Set task A
Answer these questions about the scalar field derivation, marking each answer with the same numeral as its question:
(i) What value of k is used when (99) is rewritten?
(ii) For which values of n is the change of variable applied?
(iii) How is b defined in equation (130)?
Set task B
Write the next part of the scalar field derivation, beginning after equation (130).

To carry out the calculation of the scalar field, we rewrite (99) in the following form with \(k=0\)

$$\begin{aligned}&\phi (a)=\pm \sqrt{\dfrac{3}{4\pi G}}\int _{a_{in}}^{a}\sqrt{\dfrac{\dfrac{nV_{n}{\tilde{a}}^{6}}{{\tilde{a}}^{n}}+(6-n)f}{\dfrac{6V_{n}{\tilde{a}}^{6}}{{\tilde{a}}^{n}}+(6-n)f}}\dfrac{d{\tilde{a}}}{{\tilde{a}}}+\phi (a_{in}),\nonumber \\&\quad f=a_{in}^{6}{\tilde{\gamma }}(a_{in}). \end{aligned}$$
(128)

For the cases \(n=1,2,3,4,5\) we apply following change of variable

$$\begin{aligned} V=\dfrac{V_{n}}{a^{n}}\Rightarrow a=\Bigg (\dfrac{V_{n}}{V}\Bigg )^{1/n}, \dfrac{da}{a}=-\dfrac{dV}{nV}. \end{aligned}$$
(129)

Thus we have

$$\begin{aligned}&\phi (V)=\mp \sqrt{\dfrac{3}{4\pi G}}\dfrac{1}{n}\int _{V_{in}}^{V}\sqrt{\dfrac{nb{\tilde{V}}^{1-6/n}+(6-n)f}{6b{\tilde{V}}^{1-6/n}+(6-n)f}}\dfrac{d{\tilde{V}}}{{\tilde{V}}}\nonumber \\&\quad +\phi _{in}, b=V_{n}^{6/n}. \end{aligned}$$
(130)

Recorded information
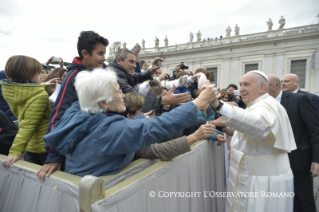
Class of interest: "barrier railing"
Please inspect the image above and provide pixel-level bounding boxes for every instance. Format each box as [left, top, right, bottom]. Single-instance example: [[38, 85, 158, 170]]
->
[[0, 141, 226, 212]]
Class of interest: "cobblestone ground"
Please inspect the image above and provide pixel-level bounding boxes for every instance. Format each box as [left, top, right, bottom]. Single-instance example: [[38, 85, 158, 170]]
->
[[313, 177, 319, 212]]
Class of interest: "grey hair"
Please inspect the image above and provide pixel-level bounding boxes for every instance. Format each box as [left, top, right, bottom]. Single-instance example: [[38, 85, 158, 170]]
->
[[268, 74, 281, 90], [254, 73, 268, 92], [74, 68, 117, 113], [114, 49, 132, 63]]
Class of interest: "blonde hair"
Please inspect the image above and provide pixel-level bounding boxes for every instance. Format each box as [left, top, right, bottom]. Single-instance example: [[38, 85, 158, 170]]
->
[[5, 55, 42, 83]]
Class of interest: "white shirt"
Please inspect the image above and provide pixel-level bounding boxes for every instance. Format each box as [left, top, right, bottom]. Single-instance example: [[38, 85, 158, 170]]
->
[[275, 91, 282, 103]]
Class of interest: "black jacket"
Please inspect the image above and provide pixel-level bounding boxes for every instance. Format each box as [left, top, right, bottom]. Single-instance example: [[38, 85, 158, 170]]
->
[[280, 91, 319, 172], [297, 89, 319, 114]]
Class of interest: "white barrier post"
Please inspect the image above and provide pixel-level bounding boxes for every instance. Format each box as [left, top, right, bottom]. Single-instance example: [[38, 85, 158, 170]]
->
[[79, 175, 105, 212]]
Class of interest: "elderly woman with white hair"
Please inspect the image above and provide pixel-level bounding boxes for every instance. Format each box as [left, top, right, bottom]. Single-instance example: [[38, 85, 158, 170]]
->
[[44, 69, 217, 176]]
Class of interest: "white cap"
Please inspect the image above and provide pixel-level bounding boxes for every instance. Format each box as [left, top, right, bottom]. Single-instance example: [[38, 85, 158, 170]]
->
[[248, 70, 269, 85]]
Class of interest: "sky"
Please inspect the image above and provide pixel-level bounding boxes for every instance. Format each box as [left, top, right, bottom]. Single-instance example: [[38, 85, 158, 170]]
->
[[0, 0, 319, 70]]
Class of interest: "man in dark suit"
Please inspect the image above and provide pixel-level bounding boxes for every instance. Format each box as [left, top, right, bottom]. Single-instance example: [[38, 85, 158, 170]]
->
[[268, 75, 319, 212], [281, 74, 319, 114]]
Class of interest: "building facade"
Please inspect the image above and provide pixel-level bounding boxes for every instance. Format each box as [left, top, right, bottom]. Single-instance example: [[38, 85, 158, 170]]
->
[[107, 22, 319, 95]]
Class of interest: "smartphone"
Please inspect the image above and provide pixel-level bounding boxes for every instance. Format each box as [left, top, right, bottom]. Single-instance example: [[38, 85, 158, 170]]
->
[[234, 90, 240, 96], [52, 57, 62, 62], [132, 43, 142, 54]]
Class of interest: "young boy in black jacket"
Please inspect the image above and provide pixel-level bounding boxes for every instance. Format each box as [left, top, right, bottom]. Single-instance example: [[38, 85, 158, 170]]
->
[[37, 31, 109, 180]]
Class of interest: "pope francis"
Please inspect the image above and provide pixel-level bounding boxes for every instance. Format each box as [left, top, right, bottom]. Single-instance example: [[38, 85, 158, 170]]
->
[[212, 71, 296, 212]]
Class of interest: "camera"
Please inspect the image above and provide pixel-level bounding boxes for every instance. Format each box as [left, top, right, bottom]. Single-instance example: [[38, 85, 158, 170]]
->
[[181, 62, 188, 70]]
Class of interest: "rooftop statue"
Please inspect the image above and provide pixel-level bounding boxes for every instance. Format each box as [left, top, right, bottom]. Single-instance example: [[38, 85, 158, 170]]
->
[[196, 30, 202, 41], [226, 26, 231, 37], [189, 32, 194, 43], [266, 18, 273, 31], [278, 16, 286, 29], [235, 24, 240, 35]]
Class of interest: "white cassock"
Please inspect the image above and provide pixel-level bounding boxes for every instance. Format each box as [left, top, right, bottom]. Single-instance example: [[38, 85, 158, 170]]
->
[[220, 94, 296, 212]]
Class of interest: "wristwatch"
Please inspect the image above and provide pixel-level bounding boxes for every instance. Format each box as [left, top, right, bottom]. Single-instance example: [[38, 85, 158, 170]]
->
[[215, 101, 224, 111]]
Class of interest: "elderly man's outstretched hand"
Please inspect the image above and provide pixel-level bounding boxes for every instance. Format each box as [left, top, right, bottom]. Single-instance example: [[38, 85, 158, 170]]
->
[[193, 81, 219, 110], [149, 57, 164, 77], [161, 85, 191, 105]]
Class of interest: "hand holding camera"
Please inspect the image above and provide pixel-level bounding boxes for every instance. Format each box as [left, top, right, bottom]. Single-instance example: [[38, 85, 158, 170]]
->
[[149, 57, 164, 77]]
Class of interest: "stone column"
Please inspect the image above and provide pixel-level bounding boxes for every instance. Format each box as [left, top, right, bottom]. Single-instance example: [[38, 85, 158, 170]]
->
[[219, 58, 231, 89], [310, 51, 319, 95], [273, 52, 286, 78], [265, 54, 274, 75], [231, 57, 241, 84]]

Final answer A
(i) k = 0
(ii) n = 1, 2, 3, 4, 5
(iii) b = V_n^(6/n)

Final answer B
For \(n=1\);

$$\begin{aligned} \phi (V)= & {} \mp \dfrac{1}{10\sqrt{2\pi G}n}ln \nonumber \\{} & {} \Bigg [\dfrac{(\sqrt{b+5fV^{5}}+\sqrt{6b+5fV^{5}})^{2\sqrt{6}}}{(\sqrt{6(b+5fV^{5})}+\sqrt{6b+5fV^{5}})^{2}}V^{5}\Bigg ]+{\tilde{\phi }}_{in}, \end{aligned}$$
(131)
$$\begin{aligned} {\tilde{\phi }}_{in}= & {} \pm \dfrac{1}{10\sqrt{2\pi G}n}ln\nonumber \\{} & {} \Bigg [\dfrac{(\sqrt{b+5fV_{in}^{5}}+\sqrt{6b+5fV_{in}^{5}})^{2\sqrt{6}}}{(\sqrt{6(b+5fV_{in}^{5})}+\sqrt{6b+5fV_{in}^{5}})^{2}}V_{in}^{5}\Bigg ]+\phi _{in}.\nonumber \\ \end{aligned}$$
(132)

For \(n=2\);

$$\begin{aligned} \phi (V)= & {} \mp \dfrac{1}{4\sqrt{\pi G}n}ln\nonumber \\{} & {} \Bigg [\dfrac{(\sqrt{b+2fV^{2}}+\sqrt{3b+2fV^{2}})^{2\sqrt{3}}}{(\sqrt{3(b+2fV^{2})}+\sqrt{3b+2fV^{2}})^{2}2^{\sqrt{3}-1}}V^{2}\Bigg ]\nonumber \\{} & {} +{\tilde{\phi }}_{in}, \end{aligned}$$
(133)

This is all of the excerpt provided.